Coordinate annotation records
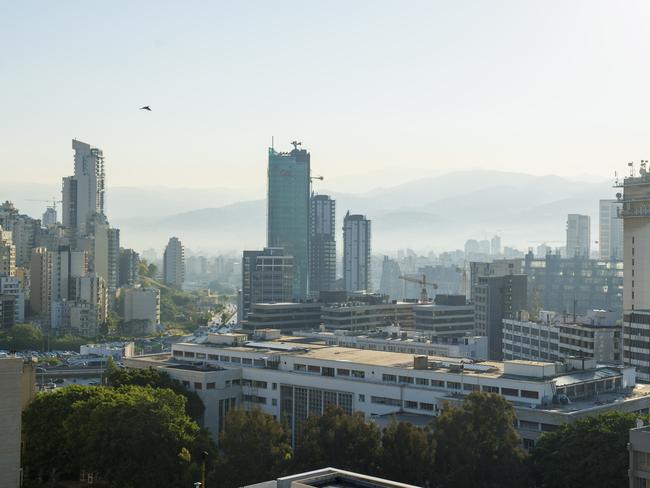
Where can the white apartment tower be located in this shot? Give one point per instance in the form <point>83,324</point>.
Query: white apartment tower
<point>174,263</point>
<point>610,230</point>
<point>356,252</point>
<point>83,193</point>
<point>578,235</point>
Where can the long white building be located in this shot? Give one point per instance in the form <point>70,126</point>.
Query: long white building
<point>291,381</point>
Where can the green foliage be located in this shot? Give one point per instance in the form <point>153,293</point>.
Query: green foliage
<point>408,453</point>
<point>340,440</point>
<point>131,436</point>
<point>156,379</point>
<point>590,452</point>
<point>254,448</point>
<point>477,444</point>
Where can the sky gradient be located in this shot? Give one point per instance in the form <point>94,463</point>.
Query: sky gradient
<point>369,86</point>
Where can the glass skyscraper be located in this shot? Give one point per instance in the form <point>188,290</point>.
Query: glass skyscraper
<point>288,211</point>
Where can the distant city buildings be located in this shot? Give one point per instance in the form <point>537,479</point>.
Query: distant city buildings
<point>610,230</point>
<point>356,252</point>
<point>322,244</point>
<point>174,263</point>
<point>289,210</point>
<point>578,236</point>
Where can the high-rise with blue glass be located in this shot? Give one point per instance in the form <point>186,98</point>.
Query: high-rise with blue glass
<point>288,211</point>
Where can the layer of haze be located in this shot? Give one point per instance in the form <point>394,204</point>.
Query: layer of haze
<point>382,90</point>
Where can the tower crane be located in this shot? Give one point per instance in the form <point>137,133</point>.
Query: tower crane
<point>424,295</point>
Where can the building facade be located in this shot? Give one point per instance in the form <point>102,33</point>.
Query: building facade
<point>356,252</point>
<point>578,236</point>
<point>267,276</point>
<point>322,244</point>
<point>174,263</point>
<point>610,230</point>
<point>288,211</point>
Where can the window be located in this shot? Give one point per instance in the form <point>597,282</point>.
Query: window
<point>325,371</point>
<point>529,394</point>
<point>509,392</point>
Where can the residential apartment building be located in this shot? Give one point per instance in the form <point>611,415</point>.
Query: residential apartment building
<point>610,230</point>
<point>288,211</point>
<point>578,236</point>
<point>356,253</point>
<point>555,337</point>
<point>322,244</point>
<point>83,193</point>
<point>292,381</point>
<point>448,316</point>
<point>267,276</point>
<point>174,263</point>
<point>636,289</point>
<point>574,284</point>
<point>142,310</point>
<point>497,298</point>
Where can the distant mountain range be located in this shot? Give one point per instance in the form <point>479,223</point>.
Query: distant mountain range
<point>433,213</point>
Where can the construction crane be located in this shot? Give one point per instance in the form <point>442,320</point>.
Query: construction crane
<point>424,296</point>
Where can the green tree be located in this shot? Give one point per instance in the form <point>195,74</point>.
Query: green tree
<point>407,453</point>
<point>590,452</point>
<point>340,440</point>
<point>133,436</point>
<point>254,447</point>
<point>477,444</point>
<point>156,379</point>
<point>46,456</point>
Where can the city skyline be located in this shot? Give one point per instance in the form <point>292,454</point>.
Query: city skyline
<point>441,74</point>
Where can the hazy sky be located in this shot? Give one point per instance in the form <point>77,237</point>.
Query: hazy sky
<point>540,87</point>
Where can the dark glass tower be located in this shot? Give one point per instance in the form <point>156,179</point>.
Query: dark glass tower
<point>288,211</point>
<point>322,244</point>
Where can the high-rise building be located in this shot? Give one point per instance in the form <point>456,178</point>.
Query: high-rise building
<point>356,252</point>
<point>578,235</point>
<point>322,244</point>
<point>610,230</point>
<point>636,274</point>
<point>49,217</point>
<point>288,211</point>
<point>83,193</point>
<point>129,273</point>
<point>267,276</point>
<point>497,298</point>
<point>7,254</point>
<point>174,263</point>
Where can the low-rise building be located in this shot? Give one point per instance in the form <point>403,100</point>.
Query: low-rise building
<point>448,316</point>
<point>361,316</point>
<point>284,316</point>
<point>294,380</point>
<point>554,337</point>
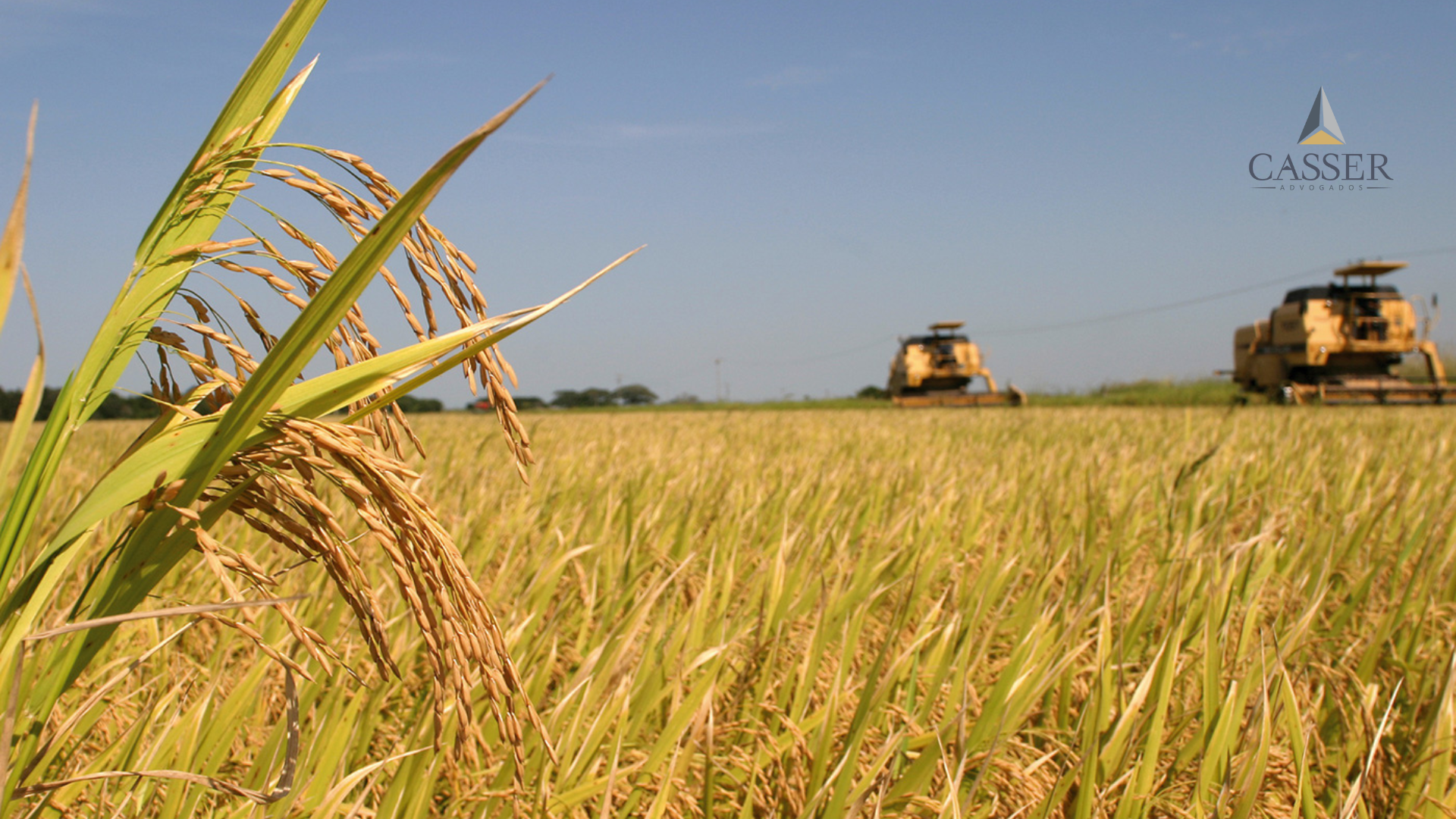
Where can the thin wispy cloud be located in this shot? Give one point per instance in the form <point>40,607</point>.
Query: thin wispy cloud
<point>794,76</point>
<point>1239,44</point>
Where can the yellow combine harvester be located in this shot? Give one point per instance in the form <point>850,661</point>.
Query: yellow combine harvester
<point>934,371</point>
<point>1338,344</point>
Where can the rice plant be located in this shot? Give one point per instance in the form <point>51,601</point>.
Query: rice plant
<point>245,435</point>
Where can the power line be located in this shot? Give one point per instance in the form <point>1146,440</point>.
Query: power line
<point>1187,302</point>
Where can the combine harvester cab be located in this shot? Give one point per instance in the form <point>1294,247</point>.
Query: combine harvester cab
<point>1340,344</point>
<point>935,371</point>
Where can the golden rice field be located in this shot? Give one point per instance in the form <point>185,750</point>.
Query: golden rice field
<point>836,613</point>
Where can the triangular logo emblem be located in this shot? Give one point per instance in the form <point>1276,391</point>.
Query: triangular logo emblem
<point>1321,127</point>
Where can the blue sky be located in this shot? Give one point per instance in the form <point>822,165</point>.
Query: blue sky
<point>811,180</point>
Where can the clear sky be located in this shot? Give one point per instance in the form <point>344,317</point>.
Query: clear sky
<point>811,180</point>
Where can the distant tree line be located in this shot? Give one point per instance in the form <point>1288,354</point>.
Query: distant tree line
<point>115,406</point>
<point>629,395</point>
<point>413,404</point>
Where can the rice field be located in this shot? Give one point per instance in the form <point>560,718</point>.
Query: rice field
<point>1038,613</point>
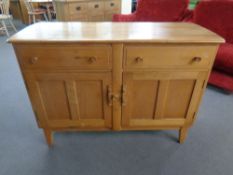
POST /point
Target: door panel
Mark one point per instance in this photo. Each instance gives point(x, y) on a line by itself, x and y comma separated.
point(159, 98)
point(90, 96)
point(55, 100)
point(178, 98)
point(71, 99)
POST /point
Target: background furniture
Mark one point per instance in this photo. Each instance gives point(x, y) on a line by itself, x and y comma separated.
point(5, 17)
point(217, 15)
point(120, 76)
point(160, 11)
point(87, 10)
point(15, 9)
point(33, 13)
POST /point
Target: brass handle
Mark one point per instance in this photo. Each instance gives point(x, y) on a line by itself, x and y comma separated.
point(89, 59)
point(109, 95)
point(123, 98)
point(34, 60)
point(92, 59)
point(138, 59)
point(196, 59)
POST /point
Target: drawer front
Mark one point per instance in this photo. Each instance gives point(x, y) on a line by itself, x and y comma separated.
point(78, 18)
point(95, 7)
point(77, 8)
point(53, 56)
point(160, 56)
point(112, 5)
point(96, 18)
point(109, 16)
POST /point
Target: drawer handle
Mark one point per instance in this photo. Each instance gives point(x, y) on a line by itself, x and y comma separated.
point(92, 59)
point(78, 8)
point(89, 59)
point(139, 59)
point(197, 59)
point(33, 60)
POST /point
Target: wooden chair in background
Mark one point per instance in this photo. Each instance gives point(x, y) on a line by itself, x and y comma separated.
point(33, 12)
point(5, 16)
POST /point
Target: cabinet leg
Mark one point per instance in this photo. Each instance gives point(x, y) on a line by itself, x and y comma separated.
point(183, 134)
point(48, 136)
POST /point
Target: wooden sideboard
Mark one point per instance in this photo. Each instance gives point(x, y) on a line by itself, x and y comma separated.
point(115, 76)
point(87, 10)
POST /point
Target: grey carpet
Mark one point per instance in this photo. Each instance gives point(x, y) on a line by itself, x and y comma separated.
point(208, 149)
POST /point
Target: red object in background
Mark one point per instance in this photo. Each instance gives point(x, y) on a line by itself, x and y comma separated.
point(217, 16)
point(156, 10)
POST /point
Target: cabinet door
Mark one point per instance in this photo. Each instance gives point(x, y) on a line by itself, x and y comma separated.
point(165, 99)
point(71, 99)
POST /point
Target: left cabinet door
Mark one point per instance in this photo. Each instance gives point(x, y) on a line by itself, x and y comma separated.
point(71, 100)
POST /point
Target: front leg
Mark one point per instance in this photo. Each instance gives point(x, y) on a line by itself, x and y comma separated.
point(48, 136)
point(183, 134)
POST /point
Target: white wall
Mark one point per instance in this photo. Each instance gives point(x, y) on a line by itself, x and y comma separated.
point(126, 6)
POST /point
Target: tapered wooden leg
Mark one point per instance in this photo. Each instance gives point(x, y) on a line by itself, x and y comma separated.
point(183, 134)
point(48, 136)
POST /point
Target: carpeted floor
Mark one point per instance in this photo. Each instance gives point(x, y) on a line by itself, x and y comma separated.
point(208, 149)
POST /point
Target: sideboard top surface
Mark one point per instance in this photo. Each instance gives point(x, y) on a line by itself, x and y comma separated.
point(103, 32)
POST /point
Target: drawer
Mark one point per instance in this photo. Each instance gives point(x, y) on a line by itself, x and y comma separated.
point(58, 56)
point(77, 8)
point(112, 5)
point(108, 16)
point(76, 17)
point(137, 56)
point(96, 18)
point(95, 7)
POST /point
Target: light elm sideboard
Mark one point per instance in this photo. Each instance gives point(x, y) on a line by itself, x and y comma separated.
point(115, 76)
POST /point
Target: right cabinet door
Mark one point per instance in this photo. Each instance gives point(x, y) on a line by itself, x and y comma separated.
point(160, 99)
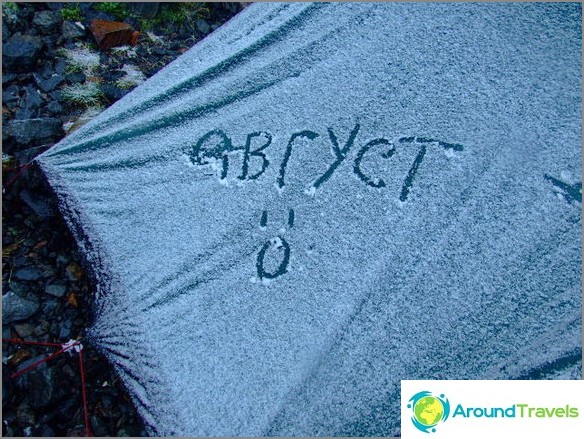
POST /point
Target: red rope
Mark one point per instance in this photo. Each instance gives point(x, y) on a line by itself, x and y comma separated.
point(34, 343)
point(63, 348)
point(36, 363)
point(84, 394)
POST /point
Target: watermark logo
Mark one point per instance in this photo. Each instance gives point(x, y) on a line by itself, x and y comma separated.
point(428, 410)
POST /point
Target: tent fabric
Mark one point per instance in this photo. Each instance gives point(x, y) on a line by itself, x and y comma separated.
point(320, 200)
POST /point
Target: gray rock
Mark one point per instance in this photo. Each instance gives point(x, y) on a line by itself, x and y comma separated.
point(11, 94)
point(56, 289)
point(50, 306)
point(203, 26)
point(7, 77)
point(40, 206)
point(43, 384)
point(60, 66)
point(112, 92)
point(50, 83)
point(65, 333)
point(46, 21)
point(32, 98)
point(25, 131)
point(29, 274)
point(144, 9)
point(15, 308)
point(24, 329)
point(71, 30)
point(20, 54)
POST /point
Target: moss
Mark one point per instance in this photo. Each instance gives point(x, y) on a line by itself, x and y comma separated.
point(119, 10)
point(176, 13)
point(72, 12)
point(86, 95)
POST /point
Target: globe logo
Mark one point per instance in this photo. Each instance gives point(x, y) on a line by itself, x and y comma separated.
point(428, 410)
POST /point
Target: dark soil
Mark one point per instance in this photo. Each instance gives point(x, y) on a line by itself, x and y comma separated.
point(47, 289)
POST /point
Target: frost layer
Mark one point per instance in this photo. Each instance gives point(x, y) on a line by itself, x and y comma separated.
point(319, 200)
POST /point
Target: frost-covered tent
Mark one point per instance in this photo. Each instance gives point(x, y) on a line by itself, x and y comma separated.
point(319, 200)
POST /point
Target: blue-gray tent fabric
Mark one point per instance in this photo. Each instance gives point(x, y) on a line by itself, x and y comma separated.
point(319, 200)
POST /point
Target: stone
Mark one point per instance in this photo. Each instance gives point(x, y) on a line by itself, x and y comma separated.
point(24, 330)
point(32, 98)
point(72, 31)
point(73, 271)
point(50, 83)
point(56, 289)
point(203, 26)
point(7, 77)
point(112, 92)
point(46, 21)
point(26, 131)
point(42, 384)
point(29, 274)
point(21, 52)
point(15, 308)
point(11, 94)
point(65, 333)
point(50, 306)
point(145, 9)
point(60, 66)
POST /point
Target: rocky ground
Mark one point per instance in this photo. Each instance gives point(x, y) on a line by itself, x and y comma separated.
point(54, 79)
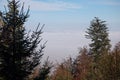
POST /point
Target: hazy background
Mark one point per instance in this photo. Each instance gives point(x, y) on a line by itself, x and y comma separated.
point(67, 20)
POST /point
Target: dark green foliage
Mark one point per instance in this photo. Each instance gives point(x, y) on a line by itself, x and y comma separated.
point(19, 54)
point(98, 33)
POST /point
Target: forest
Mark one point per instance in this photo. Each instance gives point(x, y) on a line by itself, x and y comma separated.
point(21, 51)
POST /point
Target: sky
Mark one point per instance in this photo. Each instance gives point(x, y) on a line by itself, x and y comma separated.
point(67, 20)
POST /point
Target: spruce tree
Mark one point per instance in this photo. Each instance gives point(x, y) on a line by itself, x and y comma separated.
point(20, 52)
point(98, 33)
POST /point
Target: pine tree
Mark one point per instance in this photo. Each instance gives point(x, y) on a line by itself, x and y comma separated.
point(19, 52)
point(98, 33)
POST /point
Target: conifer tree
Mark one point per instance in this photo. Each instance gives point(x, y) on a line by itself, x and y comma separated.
point(98, 33)
point(19, 52)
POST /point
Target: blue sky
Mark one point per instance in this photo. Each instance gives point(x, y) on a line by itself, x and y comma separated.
point(66, 22)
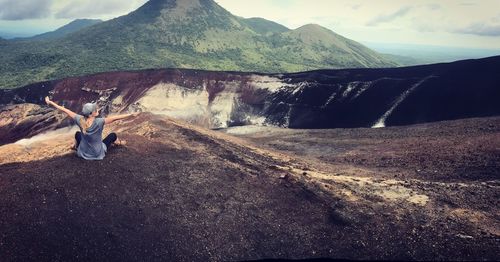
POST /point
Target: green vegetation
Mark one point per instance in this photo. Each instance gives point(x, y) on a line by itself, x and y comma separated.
point(203, 37)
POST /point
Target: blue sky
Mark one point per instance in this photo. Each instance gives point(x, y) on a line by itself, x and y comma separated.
point(458, 23)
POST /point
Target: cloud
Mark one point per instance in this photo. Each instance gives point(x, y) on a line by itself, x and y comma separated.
point(389, 17)
point(94, 8)
point(481, 29)
point(24, 9)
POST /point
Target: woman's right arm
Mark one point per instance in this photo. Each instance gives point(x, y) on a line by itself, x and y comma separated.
point(61, 108)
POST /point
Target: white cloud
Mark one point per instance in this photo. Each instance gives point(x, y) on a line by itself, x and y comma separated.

__STATED EXERCISE__
Can you rewrite the listing from its start up to and including the line with "<point>291,381</point>", requests included, scaling every answer coordinate by 1.35 and rounding to whole numbers with halves going up, while leaving the requests and their sample points unchanged? Leave the pictures out.

__THE ANSWER__
Where can the white apartment tower be located in this shot? Give one point per instance in the form <point>83,324</point>.
Query: white apartment tower
<point>235,355</point>
<point>824,311</point>
<point>481,340</point>
<point>112,261</point>
<point>780,317</point>
Where can the long white building be located in this shot? Give one point per instance in the form <point>70,126</point>.
Query: long white building
<point>393,514</point>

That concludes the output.